— START SOURCE MATERIAL —
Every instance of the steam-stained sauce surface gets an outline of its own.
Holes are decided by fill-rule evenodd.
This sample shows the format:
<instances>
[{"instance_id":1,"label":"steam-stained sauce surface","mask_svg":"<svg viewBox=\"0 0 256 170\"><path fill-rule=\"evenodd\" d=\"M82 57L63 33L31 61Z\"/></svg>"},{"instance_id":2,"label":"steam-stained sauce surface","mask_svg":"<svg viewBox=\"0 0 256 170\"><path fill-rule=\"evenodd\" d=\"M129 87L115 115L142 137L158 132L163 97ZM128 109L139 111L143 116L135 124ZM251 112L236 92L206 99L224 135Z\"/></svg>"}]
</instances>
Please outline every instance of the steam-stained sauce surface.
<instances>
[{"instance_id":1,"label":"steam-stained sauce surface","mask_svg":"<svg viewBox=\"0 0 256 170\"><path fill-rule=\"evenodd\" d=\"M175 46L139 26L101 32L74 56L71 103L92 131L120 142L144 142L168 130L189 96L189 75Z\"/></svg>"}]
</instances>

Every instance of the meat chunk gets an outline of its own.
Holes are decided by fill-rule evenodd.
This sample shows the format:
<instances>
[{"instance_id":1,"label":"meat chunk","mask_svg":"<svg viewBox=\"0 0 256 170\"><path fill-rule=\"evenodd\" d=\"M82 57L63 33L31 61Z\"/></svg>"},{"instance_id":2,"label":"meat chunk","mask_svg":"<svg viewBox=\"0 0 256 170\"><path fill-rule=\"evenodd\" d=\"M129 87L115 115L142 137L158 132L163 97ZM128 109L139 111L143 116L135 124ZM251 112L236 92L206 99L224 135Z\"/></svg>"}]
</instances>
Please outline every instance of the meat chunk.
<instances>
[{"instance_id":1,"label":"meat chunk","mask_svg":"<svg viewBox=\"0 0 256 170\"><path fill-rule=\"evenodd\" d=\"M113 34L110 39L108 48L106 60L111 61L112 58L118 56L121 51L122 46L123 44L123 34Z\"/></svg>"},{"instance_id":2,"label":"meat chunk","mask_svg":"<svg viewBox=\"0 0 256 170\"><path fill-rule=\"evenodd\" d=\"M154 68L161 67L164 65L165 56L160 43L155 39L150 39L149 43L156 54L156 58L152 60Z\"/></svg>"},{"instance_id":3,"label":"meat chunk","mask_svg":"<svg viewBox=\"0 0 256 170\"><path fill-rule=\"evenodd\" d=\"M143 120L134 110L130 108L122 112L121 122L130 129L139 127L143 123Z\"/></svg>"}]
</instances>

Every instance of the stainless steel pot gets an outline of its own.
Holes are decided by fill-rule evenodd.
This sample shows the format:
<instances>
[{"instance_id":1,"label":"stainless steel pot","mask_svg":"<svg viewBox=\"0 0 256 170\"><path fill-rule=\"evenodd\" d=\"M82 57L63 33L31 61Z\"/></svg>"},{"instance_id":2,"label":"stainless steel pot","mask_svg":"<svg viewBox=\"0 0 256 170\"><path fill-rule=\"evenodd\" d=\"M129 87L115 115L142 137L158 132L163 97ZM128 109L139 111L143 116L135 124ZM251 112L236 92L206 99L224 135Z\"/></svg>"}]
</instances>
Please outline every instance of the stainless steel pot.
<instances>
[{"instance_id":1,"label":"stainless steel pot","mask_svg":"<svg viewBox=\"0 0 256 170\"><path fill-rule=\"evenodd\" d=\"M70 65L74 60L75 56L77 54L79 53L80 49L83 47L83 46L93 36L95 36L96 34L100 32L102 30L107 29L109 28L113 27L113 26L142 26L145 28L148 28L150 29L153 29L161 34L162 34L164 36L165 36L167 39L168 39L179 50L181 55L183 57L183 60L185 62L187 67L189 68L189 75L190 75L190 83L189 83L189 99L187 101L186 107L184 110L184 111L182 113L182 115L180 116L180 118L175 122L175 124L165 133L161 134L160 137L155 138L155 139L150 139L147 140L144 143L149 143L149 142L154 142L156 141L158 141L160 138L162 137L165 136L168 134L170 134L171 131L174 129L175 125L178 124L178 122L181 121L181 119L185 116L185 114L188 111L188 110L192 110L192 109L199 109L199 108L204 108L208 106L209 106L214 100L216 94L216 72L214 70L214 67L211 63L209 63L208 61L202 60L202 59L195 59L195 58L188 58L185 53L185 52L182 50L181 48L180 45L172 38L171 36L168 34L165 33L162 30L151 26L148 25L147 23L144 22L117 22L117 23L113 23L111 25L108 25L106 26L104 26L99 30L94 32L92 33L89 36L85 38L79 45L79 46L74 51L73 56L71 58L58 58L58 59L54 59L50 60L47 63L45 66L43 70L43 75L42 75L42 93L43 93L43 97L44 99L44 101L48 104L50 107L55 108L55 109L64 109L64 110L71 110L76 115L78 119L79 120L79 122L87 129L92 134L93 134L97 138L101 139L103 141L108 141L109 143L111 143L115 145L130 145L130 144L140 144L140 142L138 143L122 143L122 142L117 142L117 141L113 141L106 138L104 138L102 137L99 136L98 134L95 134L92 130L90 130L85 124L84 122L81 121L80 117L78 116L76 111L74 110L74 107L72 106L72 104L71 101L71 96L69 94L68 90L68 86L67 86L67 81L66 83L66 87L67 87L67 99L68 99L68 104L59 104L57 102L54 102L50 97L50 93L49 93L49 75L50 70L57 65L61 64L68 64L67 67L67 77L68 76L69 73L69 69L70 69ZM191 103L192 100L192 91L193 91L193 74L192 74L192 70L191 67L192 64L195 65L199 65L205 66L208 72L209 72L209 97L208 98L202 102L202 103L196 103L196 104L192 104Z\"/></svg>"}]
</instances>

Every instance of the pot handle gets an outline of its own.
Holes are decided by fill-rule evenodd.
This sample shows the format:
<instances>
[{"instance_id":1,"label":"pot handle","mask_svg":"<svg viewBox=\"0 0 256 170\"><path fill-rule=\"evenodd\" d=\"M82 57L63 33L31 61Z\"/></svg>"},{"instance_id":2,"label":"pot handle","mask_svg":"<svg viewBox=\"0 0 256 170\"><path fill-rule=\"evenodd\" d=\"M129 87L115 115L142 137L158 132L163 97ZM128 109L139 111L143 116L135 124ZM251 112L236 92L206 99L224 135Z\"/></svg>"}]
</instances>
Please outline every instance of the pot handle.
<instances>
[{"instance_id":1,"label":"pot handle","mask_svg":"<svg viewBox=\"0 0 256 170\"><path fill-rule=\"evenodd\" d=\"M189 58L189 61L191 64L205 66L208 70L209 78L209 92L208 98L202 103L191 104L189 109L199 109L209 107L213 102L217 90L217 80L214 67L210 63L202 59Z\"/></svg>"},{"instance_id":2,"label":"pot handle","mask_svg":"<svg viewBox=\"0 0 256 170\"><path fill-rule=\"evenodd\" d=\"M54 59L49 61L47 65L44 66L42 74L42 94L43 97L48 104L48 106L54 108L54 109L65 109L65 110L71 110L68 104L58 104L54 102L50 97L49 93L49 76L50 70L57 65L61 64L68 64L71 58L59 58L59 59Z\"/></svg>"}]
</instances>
— END SOURCE MATERIAL —
● OBJECTIVE
How many lines in the items above contain the string "stained"? Case counts. Reply with the number alone.

● RESPONSE
4